Emsal Mahkeme Kararı Konya Bölge Adliye Mahkemesi 6. Hukuk Dairesi 2019/2113 E. 2019/989 K. 14.11.2019 T.

Görüntülediğiniz mahkeme kararı kesinleşmiş bir karardır.

T.C. KONYA BAM 6. HUKUK DAİRESİ
T.C.
KONYA
BÖLGE ADLİYE MAHKEMESİ
6. HUKUK DAİRESİ

DOSYA NO : …
KARAR NO : …

T Ü R K M İ L L E T İ A D I N A
İ S T İ N A F K A R A R I

BAŞKAN : … (…)
ÜYE : … (…)
ÜYE : … (…)
KATİP : … (…)

İNCELENEN KARARIN
MAHKEMESİ : KONYA ASLİYE … TİCARET MAHKEMESİ
ARA KARAR TARİHİ : …
NUMARASI : … Esas

DAVACI : … (T.C Kimlik No: …)
VEKİLİ : Av. …

DAVALI : … Sağlık A.Ş.
VEKİLİ : Av. …
DAVA : Alacak

İSTİNAF KARARININ
KARAR TARİHİ : …
YAZIM TARİHİ : …
Davacı tarafından davalı aleyhine Konya Asliye … Ticaret Mahkemesi’nin … esas sayılı dosyası ile açılan alacak davasında … tarihinde tesis edilen ihtiyati haciz talebinin reddine ilişkin ara kararına karşı davacının istinaf kanun yoluna başvurması üzerine, üye hakimin görüşleri alındıktan sonra, dosya incelendiğinde;
DAVA: Davacı vekili dava dilekçesinde özetle; davalı şirketin 2015 yılında kurulduğunu, müvekkilinin davalı şirkette CEO-Genel Direktör olarak 12/06/2017 tarihinde azledildiğini, 25/10/2018 tarihine kadar fiilen görev yaptığını, yaptığı görev dönemi ile ilgili huzur hakkı ücretinin ödenmediğini, şirket yönetim kurulu başkanının müvekkilinin eşi olduğunu, müvekkili ile eşi arasında 2018 yılından itibaren ailevi geçimsizlik ortaya çıktığını, müvekkilinin hastanedeki yetkilerini kaldırdığını, hatta hekim olarak dahi hastanede görev yapmasına engel olduğunu, davalı tarafça … mevkiinde arsa aldığını, bu arsaya … Medikal A.Ş. ile ortak olarak bir hastane yapacaklarını, hissedarlar hisselerini zamanla … A.Ş ve … Medikal A.Ş’ye devrettiklerini, davalı şirkette çalışan doktorların Konya … İcra Müdürlüğü … Esas, Konya … İcra Müdürlüğü … Esas ve Konya … İcra Müdürlüğü… Esas sayılı takiplerinde Konya ili, … ilçesi, … Mh. … ada, … parsel sayılı taşınmaz üzerine kuvvetle muhtemel hacizlerin danışıklı olarak konulduğu, davalı şirketin başkaca borçlarının olduğu düşünüldüğü takdirde uzun sürecek mahkeme neticesinde müvekkilinin ilanda belirtilen parayı alma şansı olmayacağından davalı adına kayıtlı olan taşınmaz, hastane ruhsatları ve araçlar üzerine ihtiyati haciz konulmasını, dava açıldığı yönünde Konya Ticaret Sicil Müd. müzekkere yazılmasını, davanın kabulü ile 410.833,00 TL huzur hakkının azledildiği 25/10/2018 tarihinden itibaren işleyecek yasal faizi ile birlikte hüküm altına alınmasını talep ve dava etmiştir.

══════

:: Alıştırmalar ::
A: Karar metnine göre aşağıdaki soruları yanıtlayın:
(i) Davalı şirket hangi yılda kurulmuştur?
(ii) Davacı ne kadar huzur hakkının hüküm altına alınmasını talep etmektedir?
(iii) Davacı, hangi talebin reddine ilişkin ara karara karşı istinaf yoluna başvurmuştur?
B: Aşağıdaki ifadeler karar metniyle uyuşuyor mu? Her biri için evet veya hayır deyin ve metinden belirleyici sözcükleri aynen alıntılayın.
(i) Şirket yönetim kurulu başkanı, davacının eşidir.
(ii) Görüntülenen mahkeme kararı henüz kesinleşmemiştir.
(iii) Davanın türü tazminattır.
C: Davacı vekilinin karar metninde ihtiyati haciz konulmasını istediği, davalı adına kayıtlı varlıkların tamamını sıralayın.

:: Veri Bloğu ::
══════

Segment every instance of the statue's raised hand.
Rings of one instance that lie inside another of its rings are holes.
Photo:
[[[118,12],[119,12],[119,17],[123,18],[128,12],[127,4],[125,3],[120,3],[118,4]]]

══════

:: Görev Bazında Sonuçlar ::
A:
(i) 2015
(ii) 410.833,00 TL
(iii) İhtiyati haciz talebinin reddine ilişkin ara karara karşı

B:
(i) Evet: "şirket yönetim kurulu başkanının müvekkilinin eşi olduğunu"
(ii) Hayır: "Görüntülediğiniz mahkeme kararı kesinleşmiş bir karardır."
(iii) Hayır: "DAVA : Alacak"

C: Taşınmaz, hastane ruhsatları, araçlar